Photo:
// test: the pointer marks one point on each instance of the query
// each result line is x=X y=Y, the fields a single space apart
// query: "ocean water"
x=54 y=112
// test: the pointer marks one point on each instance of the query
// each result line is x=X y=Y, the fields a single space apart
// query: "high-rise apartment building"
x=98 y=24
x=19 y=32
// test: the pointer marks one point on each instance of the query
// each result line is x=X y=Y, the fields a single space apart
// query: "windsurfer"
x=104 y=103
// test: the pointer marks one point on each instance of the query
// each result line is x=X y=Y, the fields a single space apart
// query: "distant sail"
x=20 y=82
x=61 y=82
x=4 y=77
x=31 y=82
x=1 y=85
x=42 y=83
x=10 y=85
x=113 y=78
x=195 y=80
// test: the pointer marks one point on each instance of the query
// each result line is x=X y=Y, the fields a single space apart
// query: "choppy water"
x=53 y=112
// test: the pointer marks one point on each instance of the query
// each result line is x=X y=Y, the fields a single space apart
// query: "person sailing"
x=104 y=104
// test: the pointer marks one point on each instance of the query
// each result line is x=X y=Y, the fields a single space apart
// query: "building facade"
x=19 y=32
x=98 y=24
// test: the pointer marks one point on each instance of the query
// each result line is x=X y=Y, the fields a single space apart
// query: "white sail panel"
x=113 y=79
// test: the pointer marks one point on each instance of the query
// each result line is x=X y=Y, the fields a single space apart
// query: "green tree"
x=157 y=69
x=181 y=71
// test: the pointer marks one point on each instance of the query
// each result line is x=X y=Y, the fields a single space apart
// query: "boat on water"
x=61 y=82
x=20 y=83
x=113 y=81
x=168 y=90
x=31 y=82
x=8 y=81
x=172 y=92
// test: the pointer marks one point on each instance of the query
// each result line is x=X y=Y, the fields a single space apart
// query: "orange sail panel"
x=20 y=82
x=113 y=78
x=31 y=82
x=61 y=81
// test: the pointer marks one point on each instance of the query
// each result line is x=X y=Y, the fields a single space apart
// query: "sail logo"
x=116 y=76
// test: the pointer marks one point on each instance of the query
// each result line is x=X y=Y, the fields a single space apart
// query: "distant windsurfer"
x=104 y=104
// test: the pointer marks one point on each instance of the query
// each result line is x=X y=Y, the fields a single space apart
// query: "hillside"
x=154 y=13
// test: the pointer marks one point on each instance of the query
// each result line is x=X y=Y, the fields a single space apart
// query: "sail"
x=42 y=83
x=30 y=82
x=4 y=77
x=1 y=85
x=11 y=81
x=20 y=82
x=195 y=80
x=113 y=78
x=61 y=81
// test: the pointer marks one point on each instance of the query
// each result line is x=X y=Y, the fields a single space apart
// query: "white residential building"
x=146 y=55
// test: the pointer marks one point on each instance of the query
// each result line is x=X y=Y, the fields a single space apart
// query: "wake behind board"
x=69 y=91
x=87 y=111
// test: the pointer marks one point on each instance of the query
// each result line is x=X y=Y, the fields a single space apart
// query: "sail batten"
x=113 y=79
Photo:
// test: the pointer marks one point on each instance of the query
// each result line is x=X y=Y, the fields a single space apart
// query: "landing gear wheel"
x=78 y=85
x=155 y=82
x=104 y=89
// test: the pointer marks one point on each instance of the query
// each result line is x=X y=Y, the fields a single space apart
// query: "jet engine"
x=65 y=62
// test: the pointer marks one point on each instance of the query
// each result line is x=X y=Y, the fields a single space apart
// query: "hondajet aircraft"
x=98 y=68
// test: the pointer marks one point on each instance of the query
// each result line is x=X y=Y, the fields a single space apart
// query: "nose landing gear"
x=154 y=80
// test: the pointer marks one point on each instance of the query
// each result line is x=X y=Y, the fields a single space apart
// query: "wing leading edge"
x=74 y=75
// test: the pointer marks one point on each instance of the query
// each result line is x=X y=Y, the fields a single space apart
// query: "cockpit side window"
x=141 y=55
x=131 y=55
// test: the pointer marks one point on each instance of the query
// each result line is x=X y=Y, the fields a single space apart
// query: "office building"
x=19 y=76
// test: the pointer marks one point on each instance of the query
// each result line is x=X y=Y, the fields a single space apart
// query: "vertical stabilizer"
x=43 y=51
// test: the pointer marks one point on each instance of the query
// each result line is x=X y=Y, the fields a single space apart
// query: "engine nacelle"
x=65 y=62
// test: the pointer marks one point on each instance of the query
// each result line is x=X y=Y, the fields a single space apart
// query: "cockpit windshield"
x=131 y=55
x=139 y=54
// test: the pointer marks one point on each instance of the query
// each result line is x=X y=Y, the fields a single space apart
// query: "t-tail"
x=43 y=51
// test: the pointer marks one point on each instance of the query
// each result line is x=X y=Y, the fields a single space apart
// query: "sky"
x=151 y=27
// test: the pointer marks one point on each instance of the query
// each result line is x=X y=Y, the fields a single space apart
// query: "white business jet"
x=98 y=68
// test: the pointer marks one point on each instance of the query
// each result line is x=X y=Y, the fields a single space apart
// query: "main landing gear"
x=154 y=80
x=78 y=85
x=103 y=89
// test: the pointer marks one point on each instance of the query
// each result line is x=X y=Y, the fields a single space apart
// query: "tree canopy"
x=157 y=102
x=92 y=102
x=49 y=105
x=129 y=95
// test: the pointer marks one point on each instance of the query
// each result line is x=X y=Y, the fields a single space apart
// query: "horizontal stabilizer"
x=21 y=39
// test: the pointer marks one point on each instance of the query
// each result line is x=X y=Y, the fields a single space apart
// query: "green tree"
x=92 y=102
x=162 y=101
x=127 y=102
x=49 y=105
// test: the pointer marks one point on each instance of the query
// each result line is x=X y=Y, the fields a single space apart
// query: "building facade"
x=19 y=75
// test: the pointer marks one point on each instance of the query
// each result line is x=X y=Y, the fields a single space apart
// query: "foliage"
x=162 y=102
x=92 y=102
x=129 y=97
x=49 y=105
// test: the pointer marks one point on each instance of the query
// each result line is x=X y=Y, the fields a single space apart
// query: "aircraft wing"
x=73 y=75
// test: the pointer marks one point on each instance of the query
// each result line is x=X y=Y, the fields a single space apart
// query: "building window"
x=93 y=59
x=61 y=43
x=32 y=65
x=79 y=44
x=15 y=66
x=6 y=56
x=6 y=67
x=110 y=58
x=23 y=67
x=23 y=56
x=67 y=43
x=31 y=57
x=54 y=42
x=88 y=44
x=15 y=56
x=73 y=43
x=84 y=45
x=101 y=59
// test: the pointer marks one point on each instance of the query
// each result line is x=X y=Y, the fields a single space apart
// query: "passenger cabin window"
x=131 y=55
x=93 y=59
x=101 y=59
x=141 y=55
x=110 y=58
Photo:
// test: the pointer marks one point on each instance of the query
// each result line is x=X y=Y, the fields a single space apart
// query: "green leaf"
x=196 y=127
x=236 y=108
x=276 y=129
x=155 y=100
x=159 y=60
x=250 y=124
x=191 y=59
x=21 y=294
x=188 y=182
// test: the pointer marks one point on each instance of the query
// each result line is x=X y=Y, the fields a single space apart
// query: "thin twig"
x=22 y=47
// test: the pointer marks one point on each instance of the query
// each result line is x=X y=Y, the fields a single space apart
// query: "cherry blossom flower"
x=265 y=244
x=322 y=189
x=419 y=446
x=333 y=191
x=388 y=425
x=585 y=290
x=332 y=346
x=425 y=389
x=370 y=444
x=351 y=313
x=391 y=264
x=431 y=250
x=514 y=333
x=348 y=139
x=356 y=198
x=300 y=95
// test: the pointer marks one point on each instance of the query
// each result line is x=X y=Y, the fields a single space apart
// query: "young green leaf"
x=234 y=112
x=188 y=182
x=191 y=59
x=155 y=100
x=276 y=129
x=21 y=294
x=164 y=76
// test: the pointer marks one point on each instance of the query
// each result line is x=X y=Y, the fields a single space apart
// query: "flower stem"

■ ■ ■

TASK DIRECTIONS: Every entry should be printed again exactly as it stands.

EXERCISE ANSWER:
Photo:
// test: the pointer marks one point on each instance of the query
// each result line is x=X y=Y, the fields a single space apart
// query: "ocean water"
x=54 y=112
// test: the pointer marks one point on each instance of the query
// each result line is x=X y=Y, the fields a single space apart
// query: "high-rise apartment building"
x=98 y=24
x=19 y=32
// test: the pointer marks one point on each instance of the query
// each result line is x=X y=Y, the fields a single space apart
// query: "windsurfer"
x=104 y=103
// test: the pointer marks one point on each instance of the query
// each result line is x=X y=Y, the fields a single space apart
// query: "distant sail"
x=20 y=82
x=61 y=82
x=4 y=77
x=31 y=82
x=1 y=85
x=42 y=83
x=10 y=85
x=113 y=78
x=195 y=80
// test: the pointer marks one point on each instance of the query
// each result line is x=X y=Y, the fields a single space apart
// query: "choppy water"
x=53 y=112
// test: the pointer marks one point on each instance of the query
// each result line is x=X y=Y, the fields a single space apart
// query: "person sailing"
x=104 y=104
// test: the pointer marks one point on each instance of the query
// each result line is x=X y=Y, the fields a single space apart
// query: "building facade"
x=19 y=32
x=98 y=24
// test: the pointer marks one point on each instance of the query
// each result line is x=X y=Y, the fields a single space apart
// query: "white sail panel"
x=113 y=79
// test: the pointer marks one point on each instance of the query
// each result line is x=X y=Y, the fields a single space apart
// query: "green tree"
x=157 y=69
x=181 y=71
// test: the pointer marks one point on each instance of the query
// each result line is x=X y=Y, the fields a single space apart
// query: "boat on water"
x=61 y=82
x=20 y=83
x=113 y=81
x=168 y=90
x=31 y=82
x=8 y=81
x=172 y=92
// test: the pointer marks one point on each instance of the query
// each result line is x=X y=Y, the fields a single space apart
// query: "orange sail panel"
x=20 y=82
x=113 y=78
x=31 y=82
x=61 y=81
// test: the pointer marks one point on each instance of the query
// each result line is x=X y=Y, the fields a single space apart
// query: "sail logo"
x=116 y=76
// test: the pointer marks one point on each instance of the query
// each result line is x=X y=Y, the fields a single space apart
// query: "distant windsurfer"
x=104 y=104
// test: the pointer marks one point on each instance of the query
// each result line is x=X y=Y, the fields a single space apart
// query: "hillside"
x=154 y=13
// test: the pointer marks one point on each instance of the query
// each result line is x=X y=Y, the fields a single space apart
// query: "sail"
x=42 y=83
x=30 y=82
x=4 y=77
x=1 y=85
x=11 y=81
x=20 y=82
x=195 y=80
x=113 y=78
x=61 y=81
// test: the pointer marks one point on each instance of the query
// each result line is x=X y=Y, the fields a single space apart
// query: "white residential building"
x=146 y=55
// test: the pointer marks one point on each instance of the query
// each result line is x=X y=Y, the fields a single space apart
// query: "wake behind board"
x=69 y=91
x=87 y=111
// test: the pointer marks one point on each instance of the query
// each result line is x=X y=Y, the fields a single space apart
// query: "sail batten"
x=113 y=79
Photo:
// test: the pointer marks one point on each instance of the query
// each result line is x=X y=Y, the fields a single space apart
// query: "landing gear wheel"
x=78 y=85
x=155 y=82
x=104 y=89
// test: the pointer marks one point on each instance of the query
// each result line is x=X y=Y, the fields a single space apart
// query: "jet engine"
x=65 y=62
// test: the pointer marks one point on each instance of the query
// each result line is x=X y=Y, the fields a single space apart
// query: "hondajet aircraft"
x=98 y=68
// test: the pointer marks one point on each instance of the query
// each result line is x=X y=Y, the fields a single space apart
// query: "nose landing gear"
x=154 y=80
// test: the pointer marks one point on each instance of the query
// each result line is x=X y=Y, the fields a single space apart
// query: "wing leading edge"
x=74 y=75
// test: the pointer marks one point on each instance of the query
// each result line is x=X y=Y, the fields a single space apart
// query: "cockpit side window"
x=141 y=55
x=131 y=55
// test: the pointer marks one point on each instance of the query
// each result line is x=X y=Y, the fields a single space apart
// query: "office building"
x=19 y=76
// test: the pointer marks one point on each instance of the query
// each result line is x=X y=Y, the fields a single space apart
// query: "vertical stabilizer"
x=43 y=51
// test: the pointer marks one point on each instance of the query
// each result line is x=X y=Y, the fields a single space apart
// query: "engine nacelle"
x=65 y=62
// test: the pointer marks one point on each instance of the query
// each result line is x=X y=Y, the fields a single space apart
// query: "cockpit windshield"
x=131 y=55
x=139 y=54
// test: the pointer marks one point on each instance of the query
// each result line is x=X y=Y, the fields a single space apart
// query: "t-tail"
x=43 y=51
// test: the pointer marks one point on each instance of the query
// each result line is x=X y=Y, the fields a single space apart
// query: "sky"
x=151 y=27
// test: the pointer marks one point on each instance of the query
// each result line is x=X y=Y, the fields a single space apart
// query: "white business jet"
x=98 y=68
// test: the pointer marks one point on each instance of the query
// each result line is x=X y=Y, the fields a single space apart
// query: "main landing gear"
x=154 y=80
x=78 y=85
x=103 y=89
// test: the pointer marks one point on each instance of the query
// each result line is x=X y=Y, the fields a single space apart
// query: "tree canopy"
x=157 y=102
x=92 y=102
x=49 y=105
x=129 y=95
// test: the pointer marks one point on each instance of the query
// each result line is x=X y=Y, the fields a single space apart
// query: "horizontal stabilizer"
x=21 y=39
// test: the pointer marks one point on each instance of the query
// each result line is x=X y=Y, the fields a single space apart
// query: "green tree"
x=92 y=102
x=162 y=101
x=127 y=102
x=49 y=105
// test: the pointer marks one point on each instance of the query
// each result line is x=X y=Y, the fields a single space apart
// query: "building facade"
x=19 y=75
// test: the pointer marks one point on each instance of the query
// each result line is x=X y=Y, the fields a single space apart
// query: "foliage"
x=162 y=102
x=92 y=102
x=129 y=97
x=49 y=105
// test: the pointer marks one point on each instance of the query
// each result line is x=X y=Y, the fields a single space apart
// query: "aircraft wing"
x=73 y=75
// test: the pointer marks one point on each instance of the query
// each result line is x=X y=Y, the fields a single space apart
// query: "building window"
x=93 y=59
x=61 y=43
x=32 y=65
x=79 y=44
x=15 y=66
x=6 y=56
x=6 y=67
x=110 y=58
x=23 y=67
x=23 y=56
x=67 y=43
x=31 y=57
x=54 y=42
x=88 y=44
x=15 y=56
x=73 y=43
x=84 y=45
x=101 y=59
// test: the pointer marks one point on each instance of the query
// each result line is x=X y=Y, the fields a single space apart
// query: "passenger cabin window"
x=131 y=55
x=93 y=59
x=101 y=59
x=141 y=55
x=110 y=58
Photo:
// test: the pointer marks one point on each instance of the query
// each result line is x=X y=Y, the fields a single space apart
// query: "green leaf"
x=196 y=127
x=236 y=108
x=276 y=129
x=155 y=100
x=159 y=60
x=250 y=124
x=191 y=59
x=21 y=294
x=188 y=182
// test: the pointer marks one point on each instance of the query
// each result line is x=X y=Y, the fields a single space apart
// query: "thin twig"
x=22 y=47
// test: the pointer marks one point on each instance of the query
// each result line is x=X y=Y, the fields a single space apart
// query: "cherry blossom flower"
x=265 y=244
x=322 y=189
x=419 y=446
x=333 y=191
x=388 y=425
x=585 y=290
x=332 y=346
x=425 y=389
x=370 y=444
x=351 y=313
x=391 y=264
x=431 y=250
x=514 y=333
x=348 y=139
x=356 y=198
x=300 y=95
// test: the pointer marks one point on each instance of the query
// each result line is x=X y=Y, the fields a single space apart
// query: "young green leaf"
x=234 y=112
x=188 y=182
x=191 y=59
x=155 y=100
x=276 y=129
x=21 y=294
x=164 y=76
// test: the pointer marks one point on each instance of the query
// each result line is x=X y=Y, the fields a single space apart
// query: "flower stem"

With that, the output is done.